#### SOURCE EXTRACT
-.-.-
Skip to content

Search API

The Search API is for heavy, low-frequency search jobs over post data.

The API is designed for asynchronous bulk retrieval:

  • You create a search job.
  • The API immediately returns a job ID.
  • You check the job status later.
  • Once the job completes, you fetch the result location.
https://search-jobs-service-s4c56s44ia-uk.a.run.app

This API requires an API key.

Send one of:

  • Preferred: Authorization: Bearer <YOUR_API_KEY>
  • Alternative: x-api-key: <YOUR_API_KEY>

If the key is missing or invalid, the API returns 401.

Returns the brand lists available to the authenticated API key.

The response includes:

  • the global list configured under *
  • the key-specific list configured for your key prefix
  • the effective list actually used for authorization
Terminal window
curl -sS "https://search-jobs-service-s4c56s44ia-uk.a.run.app/v1/search-jobs/brands" \
-H "Authorization: Bearer YOUR_API_KEY"
{
"ok": true,
"keyPrefix": "sak_live_ab12cd34ef56",
"globalBrands": ["brand1", "brand2"],
"keySpecificBrands": ["brand3"],
"effectiveBrands": ["brand1", "brand2", "brand3"]
}

Creates a bulk brand search job and returns immediately with a job record.

{
"brands": ["brand1", "brand2"],
"format": "format",
"subtype": "subtype",
"search": "search",
"relevanceThreshold": 0.6,
"timestampFrom": "2026-01-01T00:00:00.000Z",
"timestampTo": "2026-04-01T00:00:00.000Z",
"limit": 10000
}

Fields

  • brands: required array of brand names or canonical brand keys.
  • format: optional primary format key to filter results. Matching is case-insensitive, but invalid values return 400.
  • subtype: optional primary subtype key to filter results. Requires format. Matching is case-insensitive, but invalid values return 400.
  • search: optional natural-language query used to rank matching posts by relevance.
  • relevanceThreshold: optional minimum relevance score between 0 and 1 when search is used. Defaults to 0.6.
  • timestampFrom: required ISO 8601 timestamp.
  • timestampTo: optional ISO 8601 timestamp. If omitted, the current time is used.
-.-.-
#### TO-DO LIST
A) Answer these questions from the Search API page:
(i) What status code does the API return when the key is missing or invalid?
(ii) Which field must be supplied whenever subtype is used?
(iii) What time is used if timestampTo is omitted?
B) Please continue the Search API page from its last sentence.

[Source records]
-.-.-
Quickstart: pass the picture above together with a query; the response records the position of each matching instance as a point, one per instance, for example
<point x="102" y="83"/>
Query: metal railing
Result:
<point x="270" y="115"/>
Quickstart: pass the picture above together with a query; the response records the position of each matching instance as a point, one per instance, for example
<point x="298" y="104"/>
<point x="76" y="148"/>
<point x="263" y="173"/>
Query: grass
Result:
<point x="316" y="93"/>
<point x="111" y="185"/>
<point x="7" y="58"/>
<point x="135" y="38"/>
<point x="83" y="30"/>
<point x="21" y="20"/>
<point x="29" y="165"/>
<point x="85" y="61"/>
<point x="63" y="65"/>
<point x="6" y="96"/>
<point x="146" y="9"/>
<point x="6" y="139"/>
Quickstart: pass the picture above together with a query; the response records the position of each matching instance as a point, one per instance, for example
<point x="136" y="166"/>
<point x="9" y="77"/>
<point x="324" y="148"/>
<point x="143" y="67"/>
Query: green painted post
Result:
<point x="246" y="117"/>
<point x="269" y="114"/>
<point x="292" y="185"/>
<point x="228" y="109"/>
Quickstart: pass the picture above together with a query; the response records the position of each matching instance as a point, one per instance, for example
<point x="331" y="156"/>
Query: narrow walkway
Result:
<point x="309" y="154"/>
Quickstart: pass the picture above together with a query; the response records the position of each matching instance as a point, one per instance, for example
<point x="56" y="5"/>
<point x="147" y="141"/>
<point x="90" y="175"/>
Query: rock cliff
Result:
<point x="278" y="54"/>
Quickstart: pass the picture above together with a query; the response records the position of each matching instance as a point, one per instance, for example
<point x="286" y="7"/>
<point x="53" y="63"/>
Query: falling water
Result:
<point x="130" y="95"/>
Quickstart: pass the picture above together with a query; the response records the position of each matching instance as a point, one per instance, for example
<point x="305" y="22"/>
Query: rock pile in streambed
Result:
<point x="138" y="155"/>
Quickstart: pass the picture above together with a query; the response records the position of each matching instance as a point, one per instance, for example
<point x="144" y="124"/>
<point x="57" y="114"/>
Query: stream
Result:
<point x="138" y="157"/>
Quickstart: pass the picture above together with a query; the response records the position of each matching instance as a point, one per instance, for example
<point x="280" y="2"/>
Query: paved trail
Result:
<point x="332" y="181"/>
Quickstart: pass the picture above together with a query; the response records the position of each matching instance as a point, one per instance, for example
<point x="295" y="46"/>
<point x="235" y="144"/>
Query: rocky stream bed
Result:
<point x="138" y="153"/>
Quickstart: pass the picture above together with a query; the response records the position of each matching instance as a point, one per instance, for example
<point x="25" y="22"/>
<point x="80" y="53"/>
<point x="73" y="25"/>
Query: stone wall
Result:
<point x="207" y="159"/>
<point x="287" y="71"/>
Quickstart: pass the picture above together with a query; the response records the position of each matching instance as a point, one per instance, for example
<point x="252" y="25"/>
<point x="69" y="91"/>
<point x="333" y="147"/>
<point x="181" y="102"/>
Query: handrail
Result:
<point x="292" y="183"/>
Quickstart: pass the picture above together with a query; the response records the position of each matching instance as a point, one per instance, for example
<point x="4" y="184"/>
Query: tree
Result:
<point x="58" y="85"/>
-.-.-
#### RESPONSES PER TASK
A)
(i) 401
(ii) format
(iii) The current time

B)
  • limit: optional integer cap on the number of rows returned in the export.

format and subtype should use canonical taxonomy keys. The search matches against the post’s primary format classification only. Unknown request fields are rejected with 400, so misspelled field names do not get silently ignored. Malformed JSON request bodies also return 400 with invalid_request.

When search is provided

  • results are ranked by relevance instead of recency
  • each row includes relevanceScore
  • relevanceScore is always between 0 and 1
  • only rows with relevanceScore >= relevanceThreshold are returned
  • relevanceScore is calculated as the average score across the matching retrieval signals for the post
  • if relevanceThreshold is omitted, the default is 0.6
  • a higher threshold reduces unrelated results, but increases the risk of filtering out genuinely relevant content
  • a lower threshold keeps more possible matches, but increases the risk of including content unrelated to the search

In practice, embedding-based relevance scores are often clustered above 0.5. That means thresholds below 0.5 may have little practical effect, especially for broader queries.

When search is not provided

  • results are ordered by recency
  • relevanceScore is omitted from each row
  • Describe the kind of content you want, not just a single keyword. videos about sports betting odds and predictions is usually stronger than sports betting.
  • Include the specific angle you care about. For example: people reacting to election results, tutorials explaining mortgage rates, or funny videos about fantasy football losses.
  • Use natural language instead of trying to write boolean search syntax. Full phrases and short descriptions work better than keyword stuffing.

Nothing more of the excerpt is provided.